# Exercise prompt:
Extend the apologetics transcript below, starting right after its final sentence.

# Extract:
Thirdly and finally, studying doctrine will equip you to defend your faith with intellectual rigor and sophistication. Sometimes, and I’ve found this to be very true with online interaction and in-person interaction with skeptics, sometimes the best defense of the faith is simply knowing what Christians do and do not believe. Let’s take a common objection, very common objection from skeptics as an example. In his book Letter to a Christian Nation, atheist philosopher Dr. Sam Harris asks, if God created the universe, what created God? For some Christians that aren’t trained in apologetics and systematic theology, that might stop them in their tracks. This question, if God created the universe what created God, is often presented as if it were some sort of knockdown argument against Christianity, but in all truth, if you’ve studied apologetics for any time at all, you know that it’s laughably naive. 

God by definition is an uncreated necessary self-existent being who exists ontologically independent from everything else. It is logically impossible for God to have a cause. If He did, then He wouldn’t be God. With this in mind, let me ask Dr. Harris’s question once more, but this time I’ll replace the word God with the words uncreated being. Here we go.”If the uncreated being created the universe, what created the uncreated being?” Well, Dr. Harris. It would seem that you’ve answered your own question. Nothing created the uncreated being, for if something did, then it wouldn’t be uncreated. With some limited, very limited knowledge of a single Christian doctrine, namely the doctrine of divine aseity, one can dispel one of the most common arguments put forward against the faith.

This last point serves as a nice segway into our second question of the big way. It is not enough to merely know what we believe as Christians. We must also know why we believe the things that we do and to that topic we turn after a short break from our sponsors.

*Clip plays*

Seth: Thank you so much for sticking with us through that short break from our sponsors, and now we’re going to jump right back on in to our second question of the big three which is why do I believe. In the opening of one of his recent essays, Mark Mittleberg writes this to his reader. “You’ve gotten this far in a book on Christian apologetics so I can now safely state a fact. You’re not normal.” This statement would be funny if it were not so heartbreaking. Very sad. Mittleberg is correct. It is not normal for Christians to engage in apologetics. Before we get too far down the rabbit hole on this point, let me answer the question for those of us that might not know. What is apologetics?

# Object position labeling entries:
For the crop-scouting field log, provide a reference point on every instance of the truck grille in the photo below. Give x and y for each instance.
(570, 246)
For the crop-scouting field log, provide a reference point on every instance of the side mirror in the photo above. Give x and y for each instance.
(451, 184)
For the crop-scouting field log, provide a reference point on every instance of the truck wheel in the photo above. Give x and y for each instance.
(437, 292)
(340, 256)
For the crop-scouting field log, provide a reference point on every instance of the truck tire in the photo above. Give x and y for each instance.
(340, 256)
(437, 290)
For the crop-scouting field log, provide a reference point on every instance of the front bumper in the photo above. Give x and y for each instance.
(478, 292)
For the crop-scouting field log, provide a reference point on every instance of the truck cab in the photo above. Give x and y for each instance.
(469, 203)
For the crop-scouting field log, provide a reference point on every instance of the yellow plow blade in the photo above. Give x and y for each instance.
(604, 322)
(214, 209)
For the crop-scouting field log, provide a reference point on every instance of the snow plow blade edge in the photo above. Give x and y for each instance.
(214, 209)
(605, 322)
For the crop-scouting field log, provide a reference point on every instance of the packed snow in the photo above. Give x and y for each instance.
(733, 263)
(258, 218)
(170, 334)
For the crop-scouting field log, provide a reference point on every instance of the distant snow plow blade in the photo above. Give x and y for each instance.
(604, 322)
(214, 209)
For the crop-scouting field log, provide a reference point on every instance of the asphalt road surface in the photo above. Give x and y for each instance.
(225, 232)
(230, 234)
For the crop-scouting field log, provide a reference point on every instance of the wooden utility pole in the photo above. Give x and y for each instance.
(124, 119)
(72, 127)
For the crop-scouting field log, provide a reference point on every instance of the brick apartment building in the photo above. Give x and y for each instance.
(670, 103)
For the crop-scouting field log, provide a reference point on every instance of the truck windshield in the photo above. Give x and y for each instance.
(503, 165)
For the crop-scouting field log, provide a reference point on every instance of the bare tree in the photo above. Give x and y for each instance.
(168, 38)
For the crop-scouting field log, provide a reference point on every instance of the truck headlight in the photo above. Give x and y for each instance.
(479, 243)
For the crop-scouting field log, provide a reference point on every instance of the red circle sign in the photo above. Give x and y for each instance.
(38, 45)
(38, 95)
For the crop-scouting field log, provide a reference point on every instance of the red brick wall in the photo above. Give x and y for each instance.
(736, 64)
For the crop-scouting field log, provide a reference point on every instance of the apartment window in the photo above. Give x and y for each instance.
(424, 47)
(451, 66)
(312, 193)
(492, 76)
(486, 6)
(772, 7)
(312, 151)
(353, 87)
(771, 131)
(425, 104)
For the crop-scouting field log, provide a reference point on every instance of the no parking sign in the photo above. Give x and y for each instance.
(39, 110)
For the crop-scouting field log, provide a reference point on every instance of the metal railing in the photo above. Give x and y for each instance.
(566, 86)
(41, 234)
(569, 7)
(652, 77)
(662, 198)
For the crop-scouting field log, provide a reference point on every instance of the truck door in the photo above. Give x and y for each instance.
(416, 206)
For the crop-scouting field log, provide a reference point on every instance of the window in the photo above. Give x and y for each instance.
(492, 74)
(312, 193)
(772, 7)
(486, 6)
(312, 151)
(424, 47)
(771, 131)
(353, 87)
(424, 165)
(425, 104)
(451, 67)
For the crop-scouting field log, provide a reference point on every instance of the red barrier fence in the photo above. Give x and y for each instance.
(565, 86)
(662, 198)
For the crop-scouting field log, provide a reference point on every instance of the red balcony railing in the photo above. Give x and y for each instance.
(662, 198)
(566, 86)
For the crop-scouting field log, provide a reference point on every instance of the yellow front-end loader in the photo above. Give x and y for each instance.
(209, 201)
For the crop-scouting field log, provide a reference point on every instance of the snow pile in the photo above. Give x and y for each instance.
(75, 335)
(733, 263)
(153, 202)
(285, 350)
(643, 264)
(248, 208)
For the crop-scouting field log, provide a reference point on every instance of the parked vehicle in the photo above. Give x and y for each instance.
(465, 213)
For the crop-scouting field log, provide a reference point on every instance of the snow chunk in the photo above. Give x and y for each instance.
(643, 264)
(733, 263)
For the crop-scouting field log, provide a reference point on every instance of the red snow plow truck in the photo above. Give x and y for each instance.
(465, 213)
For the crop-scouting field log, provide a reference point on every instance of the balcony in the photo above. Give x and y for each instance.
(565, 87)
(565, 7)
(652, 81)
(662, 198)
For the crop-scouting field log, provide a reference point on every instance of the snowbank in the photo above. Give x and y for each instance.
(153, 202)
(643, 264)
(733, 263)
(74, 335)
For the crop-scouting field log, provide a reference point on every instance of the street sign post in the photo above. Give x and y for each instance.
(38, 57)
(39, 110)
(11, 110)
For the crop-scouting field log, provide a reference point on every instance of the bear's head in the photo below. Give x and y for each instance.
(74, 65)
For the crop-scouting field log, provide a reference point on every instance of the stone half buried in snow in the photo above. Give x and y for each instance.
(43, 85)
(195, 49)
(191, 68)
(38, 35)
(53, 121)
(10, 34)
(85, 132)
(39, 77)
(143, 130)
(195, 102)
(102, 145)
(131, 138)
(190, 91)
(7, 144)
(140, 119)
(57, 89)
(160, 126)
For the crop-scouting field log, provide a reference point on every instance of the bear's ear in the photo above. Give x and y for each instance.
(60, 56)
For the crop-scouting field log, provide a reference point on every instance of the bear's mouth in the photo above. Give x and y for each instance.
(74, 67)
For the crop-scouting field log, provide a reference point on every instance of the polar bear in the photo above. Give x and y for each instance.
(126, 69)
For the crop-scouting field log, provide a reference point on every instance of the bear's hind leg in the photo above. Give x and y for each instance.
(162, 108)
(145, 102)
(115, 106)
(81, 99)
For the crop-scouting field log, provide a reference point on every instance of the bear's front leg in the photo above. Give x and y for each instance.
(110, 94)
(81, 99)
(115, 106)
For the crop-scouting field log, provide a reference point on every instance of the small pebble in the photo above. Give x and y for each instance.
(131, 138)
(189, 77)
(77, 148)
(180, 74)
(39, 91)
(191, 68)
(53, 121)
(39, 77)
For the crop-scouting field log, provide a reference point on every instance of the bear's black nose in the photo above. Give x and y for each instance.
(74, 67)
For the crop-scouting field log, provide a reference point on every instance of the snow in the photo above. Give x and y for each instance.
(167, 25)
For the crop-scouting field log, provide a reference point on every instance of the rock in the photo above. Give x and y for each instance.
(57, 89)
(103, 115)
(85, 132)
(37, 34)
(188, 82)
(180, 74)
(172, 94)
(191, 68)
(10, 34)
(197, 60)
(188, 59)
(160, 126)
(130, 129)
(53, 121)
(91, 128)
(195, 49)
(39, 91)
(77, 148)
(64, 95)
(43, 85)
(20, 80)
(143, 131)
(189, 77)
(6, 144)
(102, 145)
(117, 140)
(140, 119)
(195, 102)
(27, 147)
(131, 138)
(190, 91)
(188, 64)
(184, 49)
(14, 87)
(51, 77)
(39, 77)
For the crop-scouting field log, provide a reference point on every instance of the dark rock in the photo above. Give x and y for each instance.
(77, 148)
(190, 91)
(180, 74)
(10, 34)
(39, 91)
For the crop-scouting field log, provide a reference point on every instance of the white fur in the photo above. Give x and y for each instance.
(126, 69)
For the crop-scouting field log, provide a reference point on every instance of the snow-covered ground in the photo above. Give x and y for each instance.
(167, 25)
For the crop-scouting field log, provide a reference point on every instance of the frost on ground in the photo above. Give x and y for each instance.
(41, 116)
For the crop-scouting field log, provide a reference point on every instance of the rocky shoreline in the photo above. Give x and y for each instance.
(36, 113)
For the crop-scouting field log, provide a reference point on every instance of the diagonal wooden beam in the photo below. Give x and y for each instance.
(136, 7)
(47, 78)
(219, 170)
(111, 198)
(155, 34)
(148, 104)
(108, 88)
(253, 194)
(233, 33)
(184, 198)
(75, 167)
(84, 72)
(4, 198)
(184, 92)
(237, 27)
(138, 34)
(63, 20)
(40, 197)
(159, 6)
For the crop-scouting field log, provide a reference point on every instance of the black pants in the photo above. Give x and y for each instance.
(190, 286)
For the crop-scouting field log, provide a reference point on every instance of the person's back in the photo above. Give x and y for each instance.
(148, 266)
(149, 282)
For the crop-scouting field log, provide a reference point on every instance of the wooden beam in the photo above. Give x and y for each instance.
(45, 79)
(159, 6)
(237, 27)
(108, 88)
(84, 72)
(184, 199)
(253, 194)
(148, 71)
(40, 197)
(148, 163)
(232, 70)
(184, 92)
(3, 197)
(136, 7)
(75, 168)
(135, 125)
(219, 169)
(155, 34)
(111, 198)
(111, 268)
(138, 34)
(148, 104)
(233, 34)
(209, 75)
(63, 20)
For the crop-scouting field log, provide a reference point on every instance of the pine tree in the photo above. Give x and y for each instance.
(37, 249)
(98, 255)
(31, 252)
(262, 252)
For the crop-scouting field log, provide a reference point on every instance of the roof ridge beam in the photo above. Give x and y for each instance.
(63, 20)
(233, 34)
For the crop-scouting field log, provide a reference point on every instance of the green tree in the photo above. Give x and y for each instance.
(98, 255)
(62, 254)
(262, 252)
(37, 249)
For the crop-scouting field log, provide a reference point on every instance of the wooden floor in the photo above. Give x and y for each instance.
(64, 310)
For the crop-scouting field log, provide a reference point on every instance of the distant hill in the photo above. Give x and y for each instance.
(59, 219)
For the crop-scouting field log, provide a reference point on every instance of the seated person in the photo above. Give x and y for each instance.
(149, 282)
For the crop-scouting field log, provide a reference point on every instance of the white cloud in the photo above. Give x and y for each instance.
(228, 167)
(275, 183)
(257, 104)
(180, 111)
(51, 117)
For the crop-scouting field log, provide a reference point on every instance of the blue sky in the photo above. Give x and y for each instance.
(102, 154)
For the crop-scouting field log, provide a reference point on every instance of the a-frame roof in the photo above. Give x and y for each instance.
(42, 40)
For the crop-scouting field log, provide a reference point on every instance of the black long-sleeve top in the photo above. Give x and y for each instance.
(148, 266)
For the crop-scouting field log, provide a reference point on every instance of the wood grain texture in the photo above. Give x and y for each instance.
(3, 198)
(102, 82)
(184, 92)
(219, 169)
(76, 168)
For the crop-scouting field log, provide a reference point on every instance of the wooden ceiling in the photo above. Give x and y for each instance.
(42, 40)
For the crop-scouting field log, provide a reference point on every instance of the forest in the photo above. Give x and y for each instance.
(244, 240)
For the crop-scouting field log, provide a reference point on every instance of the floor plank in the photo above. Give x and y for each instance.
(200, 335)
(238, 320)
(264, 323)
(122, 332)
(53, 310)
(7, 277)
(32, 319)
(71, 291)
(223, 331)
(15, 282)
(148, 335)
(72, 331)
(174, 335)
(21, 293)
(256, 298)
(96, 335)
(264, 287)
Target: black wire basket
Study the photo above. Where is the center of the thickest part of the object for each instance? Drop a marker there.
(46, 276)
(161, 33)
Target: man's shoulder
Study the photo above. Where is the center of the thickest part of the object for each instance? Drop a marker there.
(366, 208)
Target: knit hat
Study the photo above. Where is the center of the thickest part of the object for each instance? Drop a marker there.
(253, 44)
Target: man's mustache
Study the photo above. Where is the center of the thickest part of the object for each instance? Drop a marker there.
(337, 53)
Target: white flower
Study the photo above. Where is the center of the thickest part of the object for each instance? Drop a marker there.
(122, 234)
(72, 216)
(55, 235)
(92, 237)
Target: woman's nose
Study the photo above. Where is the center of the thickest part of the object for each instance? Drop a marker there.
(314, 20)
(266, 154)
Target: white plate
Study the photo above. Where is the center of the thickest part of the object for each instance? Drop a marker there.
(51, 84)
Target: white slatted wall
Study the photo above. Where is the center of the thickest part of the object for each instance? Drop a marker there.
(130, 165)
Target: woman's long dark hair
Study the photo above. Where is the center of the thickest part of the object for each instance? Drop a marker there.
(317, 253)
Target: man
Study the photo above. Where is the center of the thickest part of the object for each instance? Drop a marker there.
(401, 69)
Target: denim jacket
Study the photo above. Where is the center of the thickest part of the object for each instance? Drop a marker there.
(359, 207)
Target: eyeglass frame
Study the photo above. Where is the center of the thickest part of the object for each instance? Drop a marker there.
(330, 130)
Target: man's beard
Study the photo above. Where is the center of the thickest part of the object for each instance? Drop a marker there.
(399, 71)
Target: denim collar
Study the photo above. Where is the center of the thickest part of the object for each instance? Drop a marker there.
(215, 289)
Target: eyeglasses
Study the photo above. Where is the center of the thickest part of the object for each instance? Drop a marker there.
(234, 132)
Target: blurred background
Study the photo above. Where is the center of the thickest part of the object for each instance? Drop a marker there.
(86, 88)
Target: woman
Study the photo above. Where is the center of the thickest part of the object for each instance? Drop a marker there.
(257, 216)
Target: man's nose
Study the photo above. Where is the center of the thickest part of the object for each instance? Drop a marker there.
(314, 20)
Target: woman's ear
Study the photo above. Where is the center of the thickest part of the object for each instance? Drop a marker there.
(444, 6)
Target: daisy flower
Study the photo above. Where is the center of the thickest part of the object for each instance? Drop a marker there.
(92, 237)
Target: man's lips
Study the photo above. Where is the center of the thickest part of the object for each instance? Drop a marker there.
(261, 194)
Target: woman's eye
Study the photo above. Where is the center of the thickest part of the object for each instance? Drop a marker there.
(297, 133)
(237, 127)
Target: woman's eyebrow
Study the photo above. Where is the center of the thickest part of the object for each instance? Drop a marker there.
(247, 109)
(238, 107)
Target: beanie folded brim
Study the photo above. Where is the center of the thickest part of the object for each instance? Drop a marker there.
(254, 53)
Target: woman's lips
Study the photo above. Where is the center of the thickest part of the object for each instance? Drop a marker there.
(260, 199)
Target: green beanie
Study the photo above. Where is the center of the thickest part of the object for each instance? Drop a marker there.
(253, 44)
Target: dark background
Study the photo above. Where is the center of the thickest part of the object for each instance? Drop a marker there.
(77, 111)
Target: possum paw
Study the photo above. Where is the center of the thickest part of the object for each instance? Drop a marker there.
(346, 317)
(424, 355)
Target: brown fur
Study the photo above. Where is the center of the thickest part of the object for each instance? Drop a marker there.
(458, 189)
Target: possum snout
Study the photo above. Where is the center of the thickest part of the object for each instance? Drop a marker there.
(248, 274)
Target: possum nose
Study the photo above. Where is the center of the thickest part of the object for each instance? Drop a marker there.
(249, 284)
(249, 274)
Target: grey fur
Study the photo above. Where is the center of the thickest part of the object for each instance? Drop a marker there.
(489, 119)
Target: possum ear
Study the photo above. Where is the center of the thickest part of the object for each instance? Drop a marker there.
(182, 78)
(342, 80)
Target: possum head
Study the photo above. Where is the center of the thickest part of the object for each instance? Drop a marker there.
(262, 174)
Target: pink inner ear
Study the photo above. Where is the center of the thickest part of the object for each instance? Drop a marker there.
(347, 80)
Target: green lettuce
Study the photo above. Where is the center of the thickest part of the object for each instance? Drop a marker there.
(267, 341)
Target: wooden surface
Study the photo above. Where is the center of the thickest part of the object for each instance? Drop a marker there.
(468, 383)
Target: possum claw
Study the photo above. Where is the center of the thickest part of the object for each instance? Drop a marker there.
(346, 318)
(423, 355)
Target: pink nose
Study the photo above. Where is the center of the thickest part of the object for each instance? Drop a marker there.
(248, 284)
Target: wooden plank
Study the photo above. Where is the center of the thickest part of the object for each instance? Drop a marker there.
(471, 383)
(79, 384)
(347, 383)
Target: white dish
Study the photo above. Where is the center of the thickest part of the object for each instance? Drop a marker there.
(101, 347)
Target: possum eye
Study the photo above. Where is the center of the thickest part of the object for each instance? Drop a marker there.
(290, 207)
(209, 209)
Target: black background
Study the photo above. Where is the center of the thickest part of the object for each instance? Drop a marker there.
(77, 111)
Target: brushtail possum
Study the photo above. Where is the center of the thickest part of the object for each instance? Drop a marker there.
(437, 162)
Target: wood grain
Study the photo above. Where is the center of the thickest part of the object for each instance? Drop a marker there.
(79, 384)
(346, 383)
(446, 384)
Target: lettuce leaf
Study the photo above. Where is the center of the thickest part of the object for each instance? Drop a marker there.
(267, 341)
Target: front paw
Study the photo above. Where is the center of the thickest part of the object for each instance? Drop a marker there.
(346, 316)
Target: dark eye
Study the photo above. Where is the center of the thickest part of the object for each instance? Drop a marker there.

# Exercise result:
Apologetics in the words of philosopher and apologist Doug Groothuis is the rational defense of the Christian worldview as objectively true. It comes from the Greek word apologia which means to give a defense. It’s like what an attorney would give in a court of law. We get our word apology from apologia or apologia, but apologetics is not the art of saying that you’re sorry. It’s the art of defending the truth of the Christian faith.

Unfortunately, most Christians have no idea why they believe the things that they do. In all likelihood, the reasons they are Christians is probably cultural reasons or familiar reasons. Believers think that Christianity is true, of course, but so many are totally ignorant of the good reasons we have in support of the truth of our faith. In most cases, the faith of one’s parents is simply inherited like a mother’s nose or a father’s eyes. This leads to a very childish and shallow faith. Why is it important for one to know the evidences in support of the Christian faith. Let me provide a few reasons showing the need for apologetics in the life of a believer. 

First of all, gaining a knowledge of the evidence or the reasons supporting the truth of Christianity will strengthen you faith. Philosopher J.P. Moreland writes apologetics can strengthen believers in at least two ways. For one thing, it gives them confidence that their faith is true and reasonable. Therefore apologetics encourages a life of faith seeking understanding. Further, apologetics can actually encourage spiritual growth. In my own personal experience through studying apologetics I’ve grown tremendously in my trust in God. We’re going to get to my crisis of faith moment here in a second. 

Knowing that there are good reasons to believe in God, in the resurrection of Jesus, and in the reliability of the Bible, help me to commit my mind more fully to the Lord. I can trust Him intellectually, surrender more of my life over to Him. Secondly, gaining a knowledge of the evidence or reasons supporting the truth of the faith will allow you to maintain your faith in Christ in the midst of emotional pain and intellectual doubt. In times of uncertainty and unsureness which we all have. If you’re a thinking person at all, you’re going to have doubts sometimes. In those dark nights of the soul as we sometimes call them, apologetics can help you to preserve your faith in the Lord. William Lane Craig writes this. When you’re going through hard times and God seems distant, apologetics can help you to remember that our faith is not based on emotions but on the truth, and therefore you must hold on to it. This has rung true for me personally.

Early on in high school my first job ever was at Kentucky Fried Chicken. Some people work at a restaurant and they can never eat there again. I eat KFC almost daily. I’ve got a problem, but whenever I was working at KFC, I had a season of grave doubt. I had an atheist friend that I worked with and he had a knack for just poking holes in my faith and I almost lost my faith during that time early on in high school, but through the work of people like William Lane Craig, Michael Licona, Gary Habermas, Peter S. Williams, J.P. Moreland, and I could name others, I was able to regain my confidence in the truth of Christianity.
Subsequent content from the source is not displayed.